▶ [Stated task]:
Can you rewrite the records with "rough tree bark" swapped for "coarse tree bark", keeping everything else the same and leaving out the pictures?
============================================================
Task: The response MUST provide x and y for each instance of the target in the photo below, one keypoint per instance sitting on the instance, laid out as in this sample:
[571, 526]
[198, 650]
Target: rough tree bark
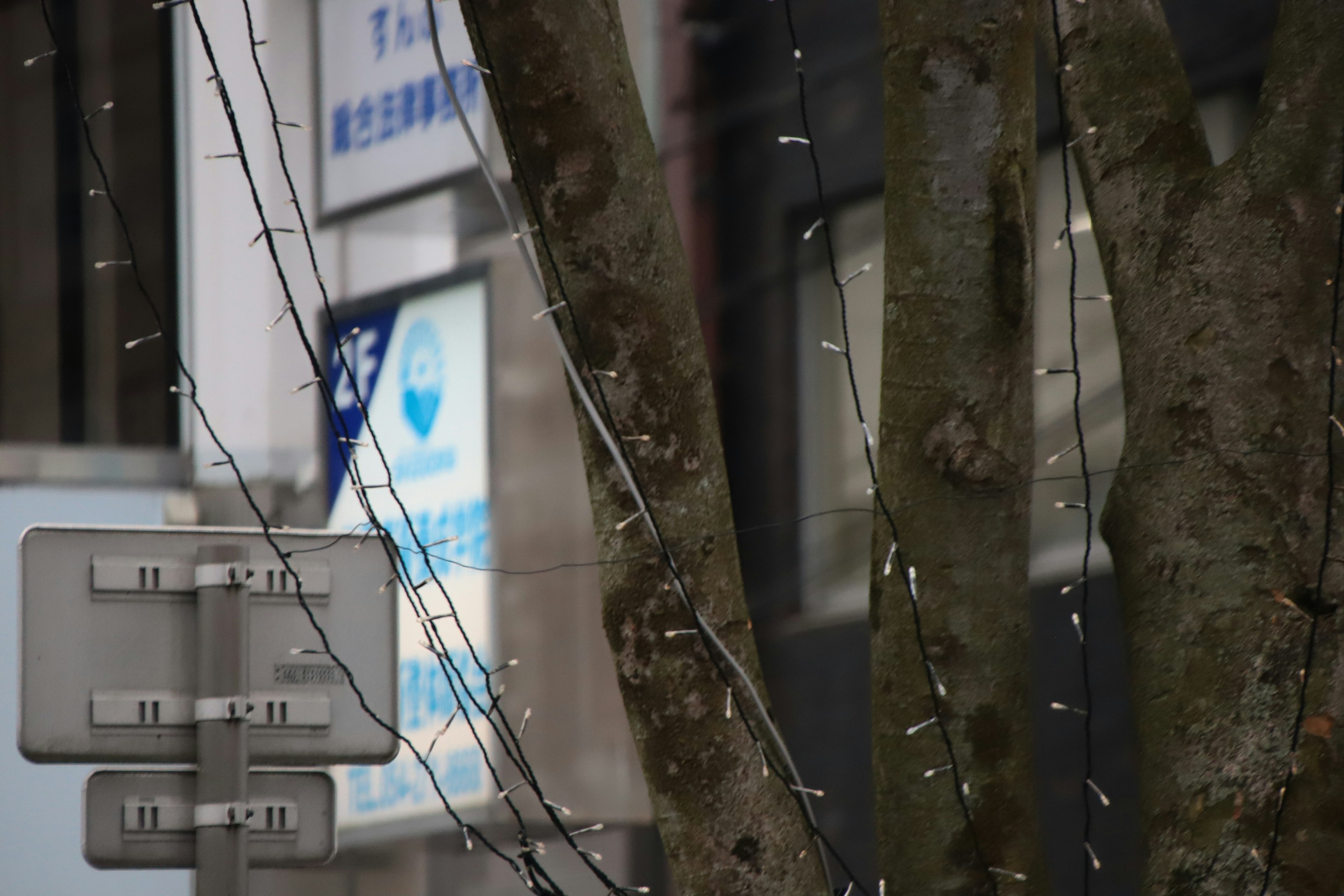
[565, 99]
[1222, 303]
[956, 440]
============================================================
▶ [Output for this exercise]:
Task: The response MUST provide x and y for each instance of the target in the photo below, one keypoint per instance sitting on the instance, laid out as in this sample:
[571, 526]
[198, 650]
Target: coarse tree bark
[565, 99]
[1222, 303]
[956, 440]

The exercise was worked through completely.